- Listed records -
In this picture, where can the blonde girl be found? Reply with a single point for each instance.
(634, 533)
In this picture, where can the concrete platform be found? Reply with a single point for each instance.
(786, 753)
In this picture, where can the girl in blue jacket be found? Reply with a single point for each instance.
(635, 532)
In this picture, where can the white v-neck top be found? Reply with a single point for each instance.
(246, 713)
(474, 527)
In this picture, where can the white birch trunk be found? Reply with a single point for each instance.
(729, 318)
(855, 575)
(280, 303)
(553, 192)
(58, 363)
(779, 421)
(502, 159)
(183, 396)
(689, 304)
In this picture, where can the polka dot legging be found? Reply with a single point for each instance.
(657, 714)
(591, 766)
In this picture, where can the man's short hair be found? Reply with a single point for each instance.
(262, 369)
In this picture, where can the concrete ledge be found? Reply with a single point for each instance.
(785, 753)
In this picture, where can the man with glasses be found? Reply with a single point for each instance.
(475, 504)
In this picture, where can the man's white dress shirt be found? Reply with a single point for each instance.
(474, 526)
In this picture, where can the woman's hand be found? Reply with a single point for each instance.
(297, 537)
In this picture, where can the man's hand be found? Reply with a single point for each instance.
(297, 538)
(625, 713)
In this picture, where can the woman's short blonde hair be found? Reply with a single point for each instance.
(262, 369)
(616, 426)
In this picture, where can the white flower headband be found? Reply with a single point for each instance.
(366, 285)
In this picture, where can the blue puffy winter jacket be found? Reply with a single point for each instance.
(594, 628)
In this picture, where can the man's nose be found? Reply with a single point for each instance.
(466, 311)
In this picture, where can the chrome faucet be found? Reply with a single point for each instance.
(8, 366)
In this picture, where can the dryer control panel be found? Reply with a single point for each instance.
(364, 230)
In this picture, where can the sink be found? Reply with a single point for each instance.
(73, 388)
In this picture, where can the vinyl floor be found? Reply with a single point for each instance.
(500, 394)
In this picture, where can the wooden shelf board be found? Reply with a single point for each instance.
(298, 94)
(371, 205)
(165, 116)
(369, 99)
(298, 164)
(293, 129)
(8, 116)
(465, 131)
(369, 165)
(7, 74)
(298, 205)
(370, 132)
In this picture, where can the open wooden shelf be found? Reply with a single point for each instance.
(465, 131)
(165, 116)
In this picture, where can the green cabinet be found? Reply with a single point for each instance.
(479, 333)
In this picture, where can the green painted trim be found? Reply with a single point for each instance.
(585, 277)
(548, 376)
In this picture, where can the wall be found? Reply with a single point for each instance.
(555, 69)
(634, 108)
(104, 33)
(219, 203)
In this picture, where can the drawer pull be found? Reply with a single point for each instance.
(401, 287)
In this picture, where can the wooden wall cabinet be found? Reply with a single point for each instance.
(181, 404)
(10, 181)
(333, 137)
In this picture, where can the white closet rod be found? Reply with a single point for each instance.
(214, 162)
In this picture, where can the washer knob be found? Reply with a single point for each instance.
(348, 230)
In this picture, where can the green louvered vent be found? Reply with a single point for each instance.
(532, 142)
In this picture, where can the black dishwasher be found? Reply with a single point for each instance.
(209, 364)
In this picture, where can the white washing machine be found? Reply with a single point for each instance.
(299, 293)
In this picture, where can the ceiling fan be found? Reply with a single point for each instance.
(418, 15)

- Objective -
Turn the records, from the line containing "In this picture, where can the white washing" through the end, into a Markdown table with the columns Row and Text. Put a row number and one line in each row, and leave out any blank lines.

- In response -
| Row | Text |
|---|---|
| 1 | In this picture, where can the white washing machine be found? Reply with a single point for each instance. |
| 2 | (299, 293) |
| 3 | In this picture, where can the ceiling fan be found? Reply with a single point for each instance. |
| 4 | (418, 15) |